WHAT YOU HAVE TO DO - Report every line of the records below that contains the word "tree", copying each such line in full. Matching is case-sensitive.

EXERCISE MATERIAL -

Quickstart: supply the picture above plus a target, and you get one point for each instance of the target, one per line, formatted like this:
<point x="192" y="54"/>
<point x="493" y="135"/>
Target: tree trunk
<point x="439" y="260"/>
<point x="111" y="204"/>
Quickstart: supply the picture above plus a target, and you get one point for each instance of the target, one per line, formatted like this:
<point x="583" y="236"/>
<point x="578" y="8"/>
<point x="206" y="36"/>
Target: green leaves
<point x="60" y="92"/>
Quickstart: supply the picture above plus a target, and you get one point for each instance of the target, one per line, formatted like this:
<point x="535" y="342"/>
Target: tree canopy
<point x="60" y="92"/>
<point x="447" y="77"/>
---
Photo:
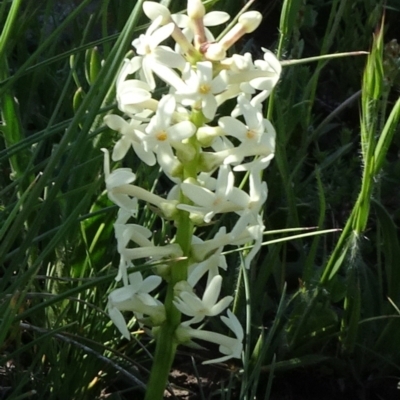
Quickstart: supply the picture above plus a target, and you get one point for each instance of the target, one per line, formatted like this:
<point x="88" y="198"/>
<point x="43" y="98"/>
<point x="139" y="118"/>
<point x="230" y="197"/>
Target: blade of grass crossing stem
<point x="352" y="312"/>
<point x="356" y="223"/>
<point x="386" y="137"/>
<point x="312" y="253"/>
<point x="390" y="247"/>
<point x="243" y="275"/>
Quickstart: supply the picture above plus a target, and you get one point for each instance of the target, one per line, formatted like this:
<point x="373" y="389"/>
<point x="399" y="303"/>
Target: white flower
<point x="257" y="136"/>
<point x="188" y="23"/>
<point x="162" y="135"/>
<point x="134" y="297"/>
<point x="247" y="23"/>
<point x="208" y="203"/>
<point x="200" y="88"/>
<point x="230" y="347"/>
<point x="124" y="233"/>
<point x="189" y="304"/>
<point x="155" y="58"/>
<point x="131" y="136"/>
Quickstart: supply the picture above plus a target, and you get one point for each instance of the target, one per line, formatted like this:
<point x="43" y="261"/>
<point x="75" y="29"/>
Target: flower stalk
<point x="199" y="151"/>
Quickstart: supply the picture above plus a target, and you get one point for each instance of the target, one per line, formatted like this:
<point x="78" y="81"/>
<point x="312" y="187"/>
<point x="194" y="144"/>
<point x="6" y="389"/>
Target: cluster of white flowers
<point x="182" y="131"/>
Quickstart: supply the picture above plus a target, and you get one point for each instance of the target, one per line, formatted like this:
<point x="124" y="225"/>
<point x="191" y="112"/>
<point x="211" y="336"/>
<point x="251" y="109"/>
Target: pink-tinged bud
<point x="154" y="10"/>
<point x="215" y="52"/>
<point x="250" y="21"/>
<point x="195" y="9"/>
==
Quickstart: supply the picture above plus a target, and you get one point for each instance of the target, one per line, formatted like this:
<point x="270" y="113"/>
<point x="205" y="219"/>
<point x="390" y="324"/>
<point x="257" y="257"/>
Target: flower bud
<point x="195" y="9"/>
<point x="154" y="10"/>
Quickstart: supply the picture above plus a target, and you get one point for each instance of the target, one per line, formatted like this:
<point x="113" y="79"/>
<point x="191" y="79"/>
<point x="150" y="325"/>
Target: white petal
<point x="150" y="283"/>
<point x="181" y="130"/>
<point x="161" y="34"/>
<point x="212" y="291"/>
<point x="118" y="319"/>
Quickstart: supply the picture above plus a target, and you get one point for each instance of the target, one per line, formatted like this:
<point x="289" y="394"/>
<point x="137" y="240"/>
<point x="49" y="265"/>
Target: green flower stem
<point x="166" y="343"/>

OUTPUT FOR THIS TASK -
Target: tree trunk
Target: tree canopy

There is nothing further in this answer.